What is required: Recast all of the data below as a JSON list of strings, one string per line, leaving out blank lines.

--- Start Exercise input ---

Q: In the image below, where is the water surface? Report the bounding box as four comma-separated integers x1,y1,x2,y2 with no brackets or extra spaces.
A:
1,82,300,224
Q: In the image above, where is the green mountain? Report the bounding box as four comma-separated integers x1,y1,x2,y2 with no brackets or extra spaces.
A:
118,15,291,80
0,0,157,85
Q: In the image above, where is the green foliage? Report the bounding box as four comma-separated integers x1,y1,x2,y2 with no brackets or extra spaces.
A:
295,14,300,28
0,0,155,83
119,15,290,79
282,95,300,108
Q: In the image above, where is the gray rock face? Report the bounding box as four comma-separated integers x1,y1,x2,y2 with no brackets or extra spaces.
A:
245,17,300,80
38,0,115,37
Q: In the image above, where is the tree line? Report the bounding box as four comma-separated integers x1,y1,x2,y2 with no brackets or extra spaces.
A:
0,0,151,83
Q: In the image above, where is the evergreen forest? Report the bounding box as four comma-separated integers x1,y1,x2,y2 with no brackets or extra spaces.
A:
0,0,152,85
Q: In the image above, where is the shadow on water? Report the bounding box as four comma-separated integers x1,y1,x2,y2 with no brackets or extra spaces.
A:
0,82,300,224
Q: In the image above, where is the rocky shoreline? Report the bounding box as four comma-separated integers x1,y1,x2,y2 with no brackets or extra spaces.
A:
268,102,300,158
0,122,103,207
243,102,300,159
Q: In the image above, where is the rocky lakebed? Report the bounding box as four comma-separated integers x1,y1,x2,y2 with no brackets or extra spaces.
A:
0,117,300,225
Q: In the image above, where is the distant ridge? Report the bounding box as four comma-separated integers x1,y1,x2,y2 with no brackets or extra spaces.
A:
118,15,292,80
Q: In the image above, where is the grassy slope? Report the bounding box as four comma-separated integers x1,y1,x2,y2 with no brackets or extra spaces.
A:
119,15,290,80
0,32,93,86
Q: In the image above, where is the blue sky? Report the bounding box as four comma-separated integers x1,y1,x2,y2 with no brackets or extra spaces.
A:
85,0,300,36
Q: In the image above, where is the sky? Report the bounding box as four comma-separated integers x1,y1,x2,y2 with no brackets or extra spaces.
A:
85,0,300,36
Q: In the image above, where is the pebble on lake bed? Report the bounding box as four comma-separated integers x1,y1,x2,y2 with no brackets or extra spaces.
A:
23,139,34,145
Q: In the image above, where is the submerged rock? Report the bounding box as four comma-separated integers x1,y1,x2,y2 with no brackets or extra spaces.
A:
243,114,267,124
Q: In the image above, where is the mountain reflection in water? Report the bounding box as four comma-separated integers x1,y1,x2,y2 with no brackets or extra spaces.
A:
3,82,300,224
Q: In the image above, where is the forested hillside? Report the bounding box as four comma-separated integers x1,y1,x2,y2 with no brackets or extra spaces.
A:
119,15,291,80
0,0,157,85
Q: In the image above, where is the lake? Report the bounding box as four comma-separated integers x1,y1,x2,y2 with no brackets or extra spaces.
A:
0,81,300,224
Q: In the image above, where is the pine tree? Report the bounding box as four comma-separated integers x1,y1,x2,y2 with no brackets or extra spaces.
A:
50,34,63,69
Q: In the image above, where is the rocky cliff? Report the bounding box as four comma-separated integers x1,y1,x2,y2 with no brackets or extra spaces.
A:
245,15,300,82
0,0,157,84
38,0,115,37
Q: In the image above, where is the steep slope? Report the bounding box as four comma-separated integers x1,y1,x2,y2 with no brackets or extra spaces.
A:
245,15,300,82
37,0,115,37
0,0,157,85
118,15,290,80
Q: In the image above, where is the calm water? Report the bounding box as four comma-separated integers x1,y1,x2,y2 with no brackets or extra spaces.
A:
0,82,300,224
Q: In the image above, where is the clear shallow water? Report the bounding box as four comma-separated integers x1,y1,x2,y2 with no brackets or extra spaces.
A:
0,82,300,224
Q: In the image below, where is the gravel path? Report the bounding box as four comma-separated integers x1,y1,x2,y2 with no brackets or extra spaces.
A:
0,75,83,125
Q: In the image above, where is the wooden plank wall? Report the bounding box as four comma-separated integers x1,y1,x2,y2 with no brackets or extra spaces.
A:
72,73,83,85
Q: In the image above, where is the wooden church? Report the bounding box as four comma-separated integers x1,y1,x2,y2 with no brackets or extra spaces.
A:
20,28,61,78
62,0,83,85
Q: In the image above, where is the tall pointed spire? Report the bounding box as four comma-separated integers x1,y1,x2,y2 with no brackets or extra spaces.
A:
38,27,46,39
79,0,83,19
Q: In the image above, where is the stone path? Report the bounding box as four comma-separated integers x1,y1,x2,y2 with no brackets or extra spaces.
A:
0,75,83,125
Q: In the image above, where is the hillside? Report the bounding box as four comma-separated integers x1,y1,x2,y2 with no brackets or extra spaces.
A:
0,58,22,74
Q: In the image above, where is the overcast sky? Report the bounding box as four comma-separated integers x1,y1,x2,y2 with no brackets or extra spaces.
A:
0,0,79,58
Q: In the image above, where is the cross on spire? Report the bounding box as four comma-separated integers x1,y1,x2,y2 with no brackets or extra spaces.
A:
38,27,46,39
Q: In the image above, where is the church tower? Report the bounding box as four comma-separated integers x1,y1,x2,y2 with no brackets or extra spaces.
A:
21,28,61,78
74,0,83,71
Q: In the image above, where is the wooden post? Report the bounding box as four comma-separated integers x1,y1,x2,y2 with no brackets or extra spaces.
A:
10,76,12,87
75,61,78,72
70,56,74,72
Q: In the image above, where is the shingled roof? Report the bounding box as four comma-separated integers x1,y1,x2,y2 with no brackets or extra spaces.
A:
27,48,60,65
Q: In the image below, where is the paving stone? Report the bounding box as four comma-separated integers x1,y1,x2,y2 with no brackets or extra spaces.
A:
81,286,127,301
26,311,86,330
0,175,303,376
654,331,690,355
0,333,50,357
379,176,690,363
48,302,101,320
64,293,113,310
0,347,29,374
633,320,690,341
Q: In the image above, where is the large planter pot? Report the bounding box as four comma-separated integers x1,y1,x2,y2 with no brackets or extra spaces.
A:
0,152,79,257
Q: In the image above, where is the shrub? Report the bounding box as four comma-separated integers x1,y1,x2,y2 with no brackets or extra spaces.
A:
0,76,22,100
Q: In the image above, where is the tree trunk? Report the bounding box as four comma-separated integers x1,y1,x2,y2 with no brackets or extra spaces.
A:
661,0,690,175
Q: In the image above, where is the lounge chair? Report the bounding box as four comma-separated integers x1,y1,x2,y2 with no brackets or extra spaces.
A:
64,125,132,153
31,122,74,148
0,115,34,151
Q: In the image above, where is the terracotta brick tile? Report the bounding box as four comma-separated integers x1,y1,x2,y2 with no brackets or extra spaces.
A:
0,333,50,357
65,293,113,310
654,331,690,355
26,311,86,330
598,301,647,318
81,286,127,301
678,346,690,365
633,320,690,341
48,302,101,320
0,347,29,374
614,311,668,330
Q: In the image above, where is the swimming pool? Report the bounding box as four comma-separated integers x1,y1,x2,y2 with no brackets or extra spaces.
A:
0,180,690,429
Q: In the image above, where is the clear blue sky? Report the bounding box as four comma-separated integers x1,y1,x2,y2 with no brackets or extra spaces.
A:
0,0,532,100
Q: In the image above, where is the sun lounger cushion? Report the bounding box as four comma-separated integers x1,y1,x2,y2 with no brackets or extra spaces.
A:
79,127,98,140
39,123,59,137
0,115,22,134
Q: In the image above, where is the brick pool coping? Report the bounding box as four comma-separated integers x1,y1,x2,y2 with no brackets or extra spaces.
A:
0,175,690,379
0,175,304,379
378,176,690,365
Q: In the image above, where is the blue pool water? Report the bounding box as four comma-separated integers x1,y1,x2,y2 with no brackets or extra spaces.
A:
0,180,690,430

--- End Exercise input ---

Final result:
[
  "Q: In the image below, where is the water surface? Report the bounding box as four comma-separated integers x1,y1,x2,y2 with no brackets or extra spaces.",
  "A:",
  "1,82,300,224",
  "Q: In the image above, where is the green mountain? Report the bounding box as four comma-separated integers x1,y1,x2,y2 with no brackets or extra spaces.",
  "A:",
  "118,15,291,80",
  "0,0,157,85",
  "Q: In the image above, where is the green foliage? Report the bounding box as four comma-separated integers x1,y1,x2,y2 with no brackets or extra spaces.",
  "A:",
  "295,14,300,28",
  "0,0,155,83",
  "119,15,290,79",
  "282,95,300,108",
  "Q: In the image above, where is the gray rock face? Report the bounding box as four comma-separated integers x1,y1,x2,y2 with no brackets or extra spaces.",
  "A:",
  "245,17,300,80",
  "38,0,115,37",
  "Q: In the image above, where is the tree line? Report the bounding box as four comma-separated integers x1,y1,x2,y2 with no brackets or extra spaces.",
  "A:",
  "0,0,151,83",
  "Q: In the image above, where is the evergreen forest? Report the bounding box as four comma-separated integers x1,y1,x2,y2 with no brackets or extra spaces.",
  "A:",
  "0,0,152,85",
  "Q: In the image above, where is the shadow on water? Report the bounding box as four comma-separated integers x1,y1,x2,y2 with no brackets or extra spaces.",
  "A:",
  "0,82,300,224",
  "Q: In the image above, where is the rocky shoreline? Report the bounding box as four comma-separated integers x1,y1,x2,y2 with no brackets or extra spaces.",
  "A:",
  "268,102,300,158",
  "0,122,103,207",
  "243,102,300,159",
  "Q: In the image above, where is the rocky lakebed? Report the bounding box as four comma-separated integers x1,y1,x2,y2 with no brackets or extra spaces.",
  "A:",
  "0,117,300,225",
  "Q: In the image above, where is the distant ridge? Report the bounding box as four comma-separated integers x1,y1,x2,y2 with no brackets or extra spaces.",
  "A:",
  "118,15,292,80",
  "Q: In the image above, where is the grassy slope? Report the bounding box as four comma-separated integers x1,y1,x2,y2 with no brackets or extra spaces.",
  "A:",
  "119,15,290,80",
  "0,32,93,86",
  "Q: In the image above, where is the blue sky? Report the bounding box as four comma-separated integers x1,y1,x2,y2 with no brackets or extra spaces.",
  "A:",
  "85,0,300,36",
  "Q: In the image above, where is the sky? Report the bounding box as four comma-separated integers x1,y1,x2,y2 with no brackets or extra spaces.",
  "A:",
  "85,0,300,36",
  "Q: In the image above, where is the pebble on lake bed? Report the bounding box as four comma-separated integers x1,y1,x2,y2 with no brackets or extra spaces.",
  "A:",
  "23,139,34,145",
  "Q: In the image above, where is the submerged rock? Report the bounding box as four comma-separated integers x1,y1,x2,y2 with no brackets or extra spaces.",
  "A:",
  "243,114,267,124",
  "Q: In the image above, where is the mountain reflection in water? Report the bounding box as four comma-separated integers x1,y1,x2,y2 with no brackets or extra spaces.",
  "A:",
  "3,82,300,224",
  "Q: In the image above, where is the forested hillside? Report the bounding box as four comma-separated integers x1,y1,x2,y2 with no brackets or extra spaces.",
  "A:",
  "119,15,291,80",
  "0,0,157,85",
  "Q: In the image above, where is the lake? Report the bounding box as four comma-separated integers x1,y1,x2,y2 with no brackets or extra spaces.",
  "A:",
  "0,81,300,224",
  "Q: In the image above, where is the pine tree? Report the bounding box as four comma-separated integers x1,y1,x2,y2 with no brackets or extra spaces.",
  "A:",
  "50,34,63,69",
  "Q: In the image above, where is the rocky cliff? Report the bounding box as four comma-separated integers x1,y1,x2,y2 with no brackets or extra spaces.",
  "A:",
  "245,15,300,82",
  "0,0,157,84",
  "38,0,115,37",
  "Q: In the image above, where is the steep slope? Report the bounding box as four comma-separated integers x1,y1,x2,y2 with no brackets or extra spaces.",
  "A:",
  "245,15,300,82",
  "37,0,115,37",
  "0,0,157,85",
  "118,15,290,80",
  "Q: In the image above, where is the calm water? Report the bounding box as four comma-separated integers x1,y1,x2,y2 with no brackets or extra spaces.",
  "A:",
  "0,82,300,224",
  "Q: In the image above, where is the clear shallow water? Report the bounding box as four comma-separated integers x1,y1,x2,y2 with no brackets or extra spaces.",
  "A:",
  "0,82,300,224",
  "Q: In the image below, where is the gravel path? Report the bounding box as four comma-separated integers x1,y1,x2,y2 with no brackets or extra spaces.",
  "A:",
  "0,75,83,125",
  "Q: In the image above, where is the wooden plank wall? Report the bounding box as four comma-separated integers x1,y1,x2,y2 with no brackets or extra spaces.",
  "A:",
  "72,73,83,85",
  "Q: In the image above, where is the wooden church? Report the bounding box as four comma-separated integers x1,y1,x2,y2 with no brackets or extra spaces.",
  "A:",
  "20,28,61,78",
  "62,0,83,85",
  "Q: In the image above, where is the tall pointed spire? Report the bounding box as four comma-separated integers x1,y1,x2,y2 with no brackets or extra spaces.",
  "A:",
  "38,27,46,39",
  "79,0,83,19",
  "Q: In the image above, where is the stone path? Report the bounding box as four comma-separated integers x1,y1,x2,y2 with no brackets or extra spaces.",
  "A:",
  "0,75,83,125",
  "Q: In the image above, where is the hillside? Report the bounding box as four comma-separated integers x1,y1,x2,y2 with no brackets or extra spaces.",
  "A:",
  "0,58,22,74",
  "Q: In the image above, where is the overcast sky? Report the bounding box as four comma-separated integers x1,y1,x2,y2 with no brackets or extra spaces.",
  "A:",
  "0,0,79,58",
  "Q: In the image above, where is the cross on spire? Report the bounding box as four comma-separated integers x1,y1,x2,y2 with no brackets or extra spaces.",
  "A:",
  "38,27,46,39",
  "Q: In the image above, where is the church tower? Report the bounding box as four comma-separated integers x1,y1,x2,y2 with no brackets or extra spaces.",
  "A:",
  "21,28,61,78",
  "74,0,83,71",
  "Q: In the image above, where is the wooden post? Report the bounding box as four comma-separated integers x1,y1,x2,y2 with no brackets or extra spaces.",
  "A:",
  "10,76,12,87",
  "75,61,78,72",
  "70,56,74,72",
  "Q: In the image above, where is the shingled roof? Report the bounding box as four comma-separated integers x1,y1,x2,y2 with no brackets or extra spaces.",
  "A:",
  "27,48,60,65",
  "Q: In the image below, where is the paving stone? Report the bounding box as four comma-separated integers x1,y1,x2,y2 with no brackets or extra spaces.",
  "A:",
  "81,286,127,301",
  "26,311,86,330",
  "0,175,303,376",
  "654,331,690,355",
  "0,333,50,357",
  "379,176,690,363",
  "48,302,101,320",
  "64,293,113,310",
  "0,347,29,374",
  "633,320,690,341",
  "Q: In the image above, where is the large planter pot? Report the bounding box as four comma-separated integers x1,y1,x2,y2 with no brackets or extra spaces.",
  "A:",
  "0,152,79,257",
  "Q: In the image above, where is the shrub? Report the bounding box as four comma-separated integers x1,y1,x2,y2 with no brackets or extra spaces.",
  "A:",
  "0,76,22,100",
  "Q: In the image above, where is the tree trunk? Report the bounding box as four comma-separated integers x1,y1,x2,y2 with no brackets or extra spaces.",
  "A:",
  "661,0,690,175",
  "Q: In the image above, where is the lounge chair? Report the bounding box as four comma-separated integers x1,y1,x2,y2 with no brackets or extra spaces.",
  "A:",
  "64,125,132,153",
  "31,122,74,148",
  "0,115,34,151",
  "Q: In the image above, where is the terracotta brick tile? Report the bounding box as four comma-separated integers x1,y1,x2,y2 with no brackets or extra spaces.",
  "A:",
  "0,333,50,357",
  "65,293,113,310",
  "654,331,690,355",
  "26,311,86,330",
  "598,301,647,318",
  "81,286,127,301",
  "678,346,690,365",
  "633,320,690,341",
  "48,302,101,320",
  "0,347,29,374",
  "614,311,668,330",
  "Q: In the image above, where is the swimming pool? Report the bounding box as four comma-separated integers x1,y1,x2,y2 with no brackets or extra spaces.",
  "A:",
  "0,180,690,429",
  "Q: In the image above, where is the clear blue sky? Report the bounding box as four comma-separated integers x1,y1,x2,y2 with no brackets or extra spaces.",
  "A:",
  "0,0,532,100",
  "Q: In the image above, where is the sun lounger cushion? Report the bounding box as four comma-separated integers x1,y1,x2,y2 with no brackets or extra spaces.",
  "A:",
  "79,127,98,140",
  "39,123,59,137",
  "0,115,22,134",
  "Q: In the image above, where is the brick pool coping? Report the bounding box as four comma-separated integers x1,y1,x2,y2 with no brackets or extra spaces.",
  "A:",
  "0,175,690,379",
  "0,175,304,379",
  "378,176,690,365",
  "Q: In the image above, where is the blue pool water? Report the bounding box as four comma-separated integers x1,y1,x2,y2 with no brackets or extra spaces.",
  "A:",
  "0,180,690,430"
]